Problem set:
a – Replace "Misclassification Error Loss" with "Zero-One Loss" in the huberized hinge loss notebook between "hinge, = plt.plot(x, [hingeLoss(i)" and "label='Misclassification Error Loss')", inclusive, and write out that stretch.
b – Copy the entries between the lines holding "like point(898, 956)?" and "point(743, 905)", inclusive, keeping every line but adding -49 to each coordinate of the marked answer points.

2.1.1 Huberized Hinge loss

Plot on a same plot, with different colors, the misclassification error loss, the (regular) hinge loss, and the huberized hinge loss.


In [1]:
%matplotlib inline

import matplotlib
import numpy as np
import matplotlib.pyplot as plt
from sklearn import preprocessing
from sklearn.datasets import make_blobs
from sklearn.svm import LinearSVC

In [2]:
x = np.linspace(-2.0, 2.0, num=100)

In [3]:
def huberizedHingeLoss(x, h):
    if x > 1+h:
        return 0
    elif abs(1-x) <= h:
        return ((1+h-x)**2)/(4*h)
    else:
        return 1-x

def hingeLoss(x):
    return max([0, 1-x])

def misclassLoss(x):
    return 1 if x <= 0 else 0

In [4]:
hub, = plt.plot(x, [huberizedHingeLoss(i, 0.5) for i in x], 'b-', label='Huberized Hinge Loss')
hinge, = plt.plot(x, [hingeLoss(i) for i in x], 'k-', label='Hinge Loss')
mis, = plt.plot(x, [misclassLoss(i) for i in x], 'r-', label='Misclassification Error Loss')

Records provided:

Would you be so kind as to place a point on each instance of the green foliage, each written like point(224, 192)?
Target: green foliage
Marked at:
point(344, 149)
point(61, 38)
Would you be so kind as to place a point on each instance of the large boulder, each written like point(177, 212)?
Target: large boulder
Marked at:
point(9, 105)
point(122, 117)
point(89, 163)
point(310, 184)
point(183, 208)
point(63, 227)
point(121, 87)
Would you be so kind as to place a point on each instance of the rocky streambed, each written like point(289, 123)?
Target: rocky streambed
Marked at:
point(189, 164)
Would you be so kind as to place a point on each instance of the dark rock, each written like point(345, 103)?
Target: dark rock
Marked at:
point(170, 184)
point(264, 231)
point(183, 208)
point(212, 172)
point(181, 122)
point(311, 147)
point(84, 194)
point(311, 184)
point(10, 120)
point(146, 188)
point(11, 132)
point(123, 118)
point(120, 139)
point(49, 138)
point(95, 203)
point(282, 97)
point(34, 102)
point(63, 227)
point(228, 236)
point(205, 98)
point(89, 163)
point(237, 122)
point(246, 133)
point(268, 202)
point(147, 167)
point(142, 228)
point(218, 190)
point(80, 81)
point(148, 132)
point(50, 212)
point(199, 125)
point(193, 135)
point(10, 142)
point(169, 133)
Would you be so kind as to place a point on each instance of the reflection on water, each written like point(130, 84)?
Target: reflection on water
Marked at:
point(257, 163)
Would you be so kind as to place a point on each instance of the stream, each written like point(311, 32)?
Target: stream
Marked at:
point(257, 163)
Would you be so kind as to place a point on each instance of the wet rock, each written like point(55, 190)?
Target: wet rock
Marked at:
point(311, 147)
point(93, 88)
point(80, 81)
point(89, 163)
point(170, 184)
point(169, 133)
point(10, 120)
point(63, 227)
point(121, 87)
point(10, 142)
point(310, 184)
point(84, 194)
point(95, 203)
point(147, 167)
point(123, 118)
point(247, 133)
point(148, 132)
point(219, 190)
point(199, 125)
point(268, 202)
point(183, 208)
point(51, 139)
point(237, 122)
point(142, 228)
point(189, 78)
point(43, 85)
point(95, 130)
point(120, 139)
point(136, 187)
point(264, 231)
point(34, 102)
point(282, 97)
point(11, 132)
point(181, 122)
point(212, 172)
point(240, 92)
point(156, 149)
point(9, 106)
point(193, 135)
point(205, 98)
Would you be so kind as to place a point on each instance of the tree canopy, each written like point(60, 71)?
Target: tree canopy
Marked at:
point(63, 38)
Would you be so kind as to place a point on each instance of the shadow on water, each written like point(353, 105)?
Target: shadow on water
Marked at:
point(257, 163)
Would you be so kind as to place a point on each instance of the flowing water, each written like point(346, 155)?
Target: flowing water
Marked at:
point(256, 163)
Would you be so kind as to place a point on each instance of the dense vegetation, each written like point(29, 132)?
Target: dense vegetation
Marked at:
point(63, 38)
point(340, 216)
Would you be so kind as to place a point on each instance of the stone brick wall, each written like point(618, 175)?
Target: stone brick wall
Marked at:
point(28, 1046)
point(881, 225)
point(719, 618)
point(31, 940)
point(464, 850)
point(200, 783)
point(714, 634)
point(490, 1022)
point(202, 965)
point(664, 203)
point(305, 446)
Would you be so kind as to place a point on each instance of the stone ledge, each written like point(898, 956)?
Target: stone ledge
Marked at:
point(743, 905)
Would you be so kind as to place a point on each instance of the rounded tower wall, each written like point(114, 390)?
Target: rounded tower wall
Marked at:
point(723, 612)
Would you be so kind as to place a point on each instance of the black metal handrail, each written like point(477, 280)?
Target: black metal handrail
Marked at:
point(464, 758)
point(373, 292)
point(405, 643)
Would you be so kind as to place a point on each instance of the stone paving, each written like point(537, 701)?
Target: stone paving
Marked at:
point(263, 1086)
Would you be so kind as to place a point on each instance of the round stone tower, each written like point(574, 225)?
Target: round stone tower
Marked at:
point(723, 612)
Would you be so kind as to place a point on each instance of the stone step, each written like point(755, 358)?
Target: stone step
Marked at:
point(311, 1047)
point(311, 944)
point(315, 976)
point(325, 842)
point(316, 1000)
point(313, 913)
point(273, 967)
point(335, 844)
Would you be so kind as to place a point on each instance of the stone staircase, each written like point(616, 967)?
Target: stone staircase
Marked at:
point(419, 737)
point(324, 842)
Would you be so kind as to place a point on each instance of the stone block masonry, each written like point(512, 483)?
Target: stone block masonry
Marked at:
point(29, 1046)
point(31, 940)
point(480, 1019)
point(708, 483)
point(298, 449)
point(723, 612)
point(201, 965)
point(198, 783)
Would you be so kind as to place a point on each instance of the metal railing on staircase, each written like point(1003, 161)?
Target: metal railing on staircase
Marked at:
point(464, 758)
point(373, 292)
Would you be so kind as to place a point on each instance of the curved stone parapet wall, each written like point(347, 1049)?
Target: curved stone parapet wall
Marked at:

==

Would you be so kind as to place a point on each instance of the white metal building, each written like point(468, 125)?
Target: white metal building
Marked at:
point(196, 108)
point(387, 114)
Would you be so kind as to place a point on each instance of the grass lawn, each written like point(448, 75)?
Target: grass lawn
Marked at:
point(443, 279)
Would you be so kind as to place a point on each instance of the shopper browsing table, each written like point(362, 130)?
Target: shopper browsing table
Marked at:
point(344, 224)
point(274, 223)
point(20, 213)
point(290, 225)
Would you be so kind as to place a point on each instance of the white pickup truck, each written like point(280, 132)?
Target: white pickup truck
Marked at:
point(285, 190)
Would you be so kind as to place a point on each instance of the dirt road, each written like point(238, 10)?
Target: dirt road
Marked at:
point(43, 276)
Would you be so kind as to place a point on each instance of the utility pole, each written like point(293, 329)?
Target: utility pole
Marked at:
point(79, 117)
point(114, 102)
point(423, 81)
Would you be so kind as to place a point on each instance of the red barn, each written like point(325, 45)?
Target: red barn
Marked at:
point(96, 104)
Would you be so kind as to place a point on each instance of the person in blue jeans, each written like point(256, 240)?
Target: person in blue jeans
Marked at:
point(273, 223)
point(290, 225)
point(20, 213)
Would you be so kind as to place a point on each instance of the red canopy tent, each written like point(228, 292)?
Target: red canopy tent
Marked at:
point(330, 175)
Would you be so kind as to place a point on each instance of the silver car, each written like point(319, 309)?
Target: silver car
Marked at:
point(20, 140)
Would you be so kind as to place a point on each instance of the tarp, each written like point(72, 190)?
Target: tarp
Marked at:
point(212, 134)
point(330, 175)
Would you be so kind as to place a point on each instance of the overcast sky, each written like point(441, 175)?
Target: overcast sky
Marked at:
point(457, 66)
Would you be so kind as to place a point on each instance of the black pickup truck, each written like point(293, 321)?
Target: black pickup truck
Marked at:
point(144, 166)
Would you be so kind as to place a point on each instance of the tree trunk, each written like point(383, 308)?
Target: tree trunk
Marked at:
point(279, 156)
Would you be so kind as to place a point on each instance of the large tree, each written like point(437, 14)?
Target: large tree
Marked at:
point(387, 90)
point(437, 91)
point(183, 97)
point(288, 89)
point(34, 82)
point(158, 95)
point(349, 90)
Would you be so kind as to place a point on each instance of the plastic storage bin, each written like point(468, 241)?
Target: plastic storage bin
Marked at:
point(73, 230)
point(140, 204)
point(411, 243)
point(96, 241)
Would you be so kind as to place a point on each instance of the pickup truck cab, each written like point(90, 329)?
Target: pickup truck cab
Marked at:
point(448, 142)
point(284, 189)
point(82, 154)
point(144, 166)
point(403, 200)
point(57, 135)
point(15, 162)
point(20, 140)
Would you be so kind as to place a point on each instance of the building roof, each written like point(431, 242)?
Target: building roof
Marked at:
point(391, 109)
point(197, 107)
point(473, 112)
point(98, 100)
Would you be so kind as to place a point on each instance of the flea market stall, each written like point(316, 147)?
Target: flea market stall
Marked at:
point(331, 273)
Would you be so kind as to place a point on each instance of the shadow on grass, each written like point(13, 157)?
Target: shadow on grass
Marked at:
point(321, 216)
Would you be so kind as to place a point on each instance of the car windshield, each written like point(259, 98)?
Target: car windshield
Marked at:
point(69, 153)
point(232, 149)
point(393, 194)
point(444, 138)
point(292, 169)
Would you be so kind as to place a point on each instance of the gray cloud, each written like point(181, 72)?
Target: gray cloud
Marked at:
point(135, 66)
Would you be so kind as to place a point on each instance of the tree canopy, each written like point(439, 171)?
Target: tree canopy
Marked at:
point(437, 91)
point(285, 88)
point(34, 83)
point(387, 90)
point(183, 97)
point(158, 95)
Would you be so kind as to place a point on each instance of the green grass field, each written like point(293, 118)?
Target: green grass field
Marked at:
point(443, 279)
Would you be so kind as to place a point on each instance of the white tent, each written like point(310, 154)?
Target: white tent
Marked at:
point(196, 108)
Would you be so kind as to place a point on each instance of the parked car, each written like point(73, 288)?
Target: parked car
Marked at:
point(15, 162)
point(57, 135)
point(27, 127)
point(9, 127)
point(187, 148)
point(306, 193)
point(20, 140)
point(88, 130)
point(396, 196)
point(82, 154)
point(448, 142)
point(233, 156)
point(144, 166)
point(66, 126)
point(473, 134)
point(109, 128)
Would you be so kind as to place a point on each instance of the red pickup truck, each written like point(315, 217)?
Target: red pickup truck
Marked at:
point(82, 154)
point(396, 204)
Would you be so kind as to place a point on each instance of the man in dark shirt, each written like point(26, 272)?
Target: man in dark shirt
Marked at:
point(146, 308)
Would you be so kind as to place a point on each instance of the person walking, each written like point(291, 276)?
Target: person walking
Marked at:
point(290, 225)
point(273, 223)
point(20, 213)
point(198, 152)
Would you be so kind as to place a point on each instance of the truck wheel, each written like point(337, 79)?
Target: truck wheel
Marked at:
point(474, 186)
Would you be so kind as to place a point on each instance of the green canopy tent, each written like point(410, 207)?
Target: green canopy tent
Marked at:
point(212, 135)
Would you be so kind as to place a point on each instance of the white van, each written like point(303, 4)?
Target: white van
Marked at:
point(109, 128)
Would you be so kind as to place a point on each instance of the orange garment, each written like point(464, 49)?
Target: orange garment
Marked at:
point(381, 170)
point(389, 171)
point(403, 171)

Solved tasks:
a –
hinge, = plt.plot(x, [hingeLoss(i) for i in x], 'k-', label='Hinge Loss')
mis, = plt.plot(x, [misclassLoss(i) for i in x], 'r-', label='Zero-One Loss')

b –
Would you be so kind as to place a point on each instance of the stone ledge, each written like point(898, 956)?
Target: stone ledge
Marked at:
point(694, 856)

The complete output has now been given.